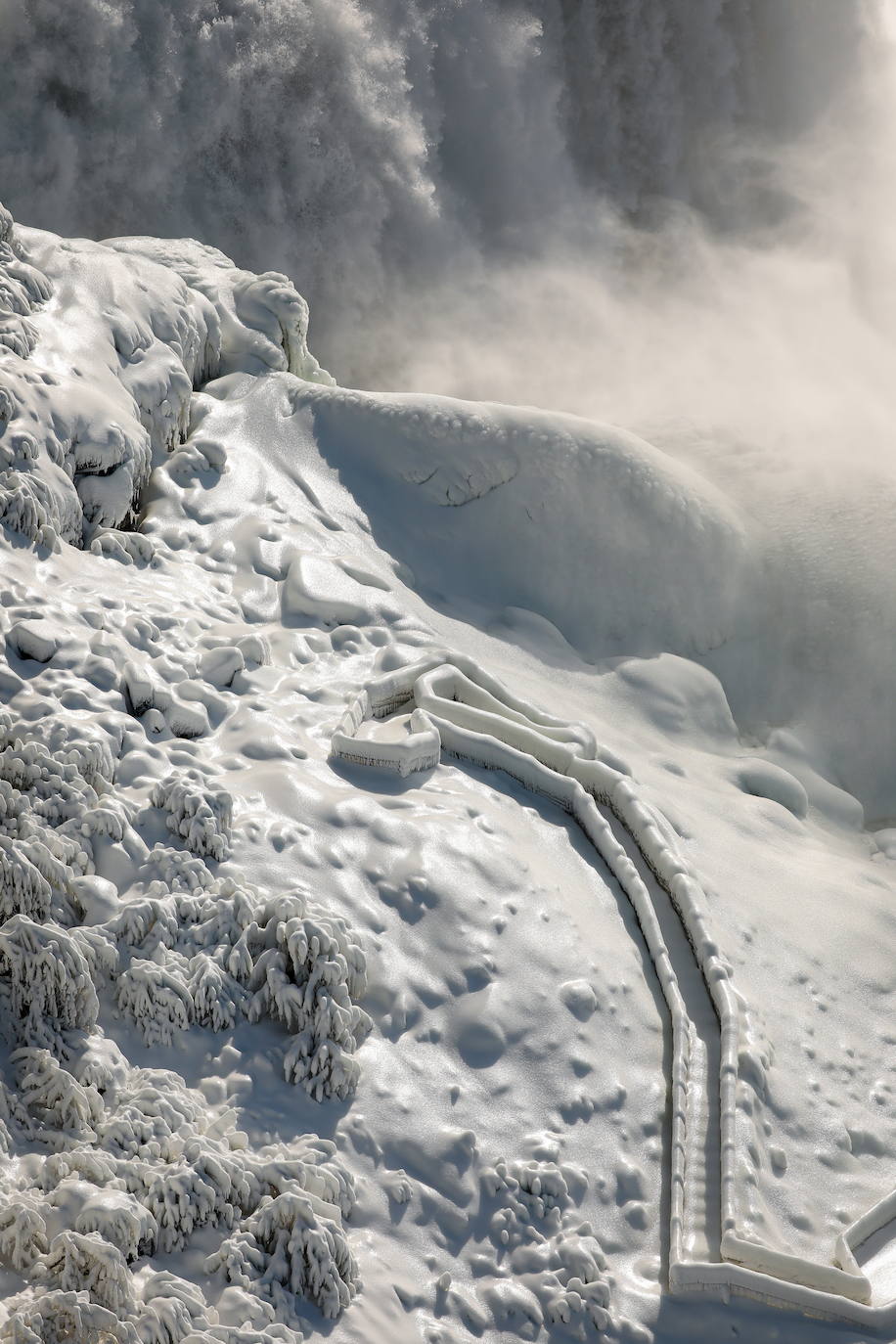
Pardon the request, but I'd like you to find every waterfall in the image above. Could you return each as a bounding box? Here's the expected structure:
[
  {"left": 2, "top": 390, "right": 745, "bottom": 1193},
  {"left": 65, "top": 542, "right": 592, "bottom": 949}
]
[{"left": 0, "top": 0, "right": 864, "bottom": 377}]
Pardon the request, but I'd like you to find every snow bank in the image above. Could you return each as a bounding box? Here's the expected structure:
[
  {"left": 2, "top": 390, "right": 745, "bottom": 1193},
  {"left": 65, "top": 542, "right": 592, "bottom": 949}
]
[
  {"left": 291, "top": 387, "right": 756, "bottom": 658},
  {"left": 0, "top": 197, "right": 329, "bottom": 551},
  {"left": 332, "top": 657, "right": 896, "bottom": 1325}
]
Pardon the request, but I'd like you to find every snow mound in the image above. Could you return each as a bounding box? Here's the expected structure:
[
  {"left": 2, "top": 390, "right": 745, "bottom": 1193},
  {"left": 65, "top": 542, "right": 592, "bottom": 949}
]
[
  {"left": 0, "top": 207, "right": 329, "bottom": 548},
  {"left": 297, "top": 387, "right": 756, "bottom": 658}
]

## Exercise prompt
Rename "bounding box" to "rectangle" throughout all the items above, changing nothing else, and leave the pictures out of your copy.

## Response for this exercise
Pardon the request, but I'd like you to find every waterfall in the image above. Could you return each as a rectangle? Here's the expected structure:
[
  {"left": 2, "top": 390, "right": 745, "bottom": 1193},
  {"left": 65, "top": 542, "right": 592, "bottom": 949}
]
[{"left": 0, "top": 0, "right": 864, "bottom": 377}]
Pardon the request, but I'd like you to find every snow bank in the image above. Could you return each as a rectangle? Here's the expected structure:
[
  {"left": 2, "top": 390, "right": 745, "bottom": 1193},
  {"left": 65, "top": 542, "right": 592, "bottom": 949}
]
[
  {"left": 291, "top": 387, "right": 756, "bottom": 658},
  {"left": 0, "top": 197, "right": 329, "bottom": 551},
  {"left": 332, "top": 657, "right": 896, "bottom": 1325}
]
Pardon the request, but I'd like you to find every snow mound in the image above. Could you return each as a rectangle? Here's the expected structure:
[
  {"left": 2, "top": 390, "right": 745, "bottom": 1193},
  {"left": 65, "top": 542, "right": 592, "bottom": 949}
]
[
  {"left": 0, "top": 207, "right": 329, "bottom": 548},
  {"left": 297, "top": 387, "right": 756, "bottom": 658}
]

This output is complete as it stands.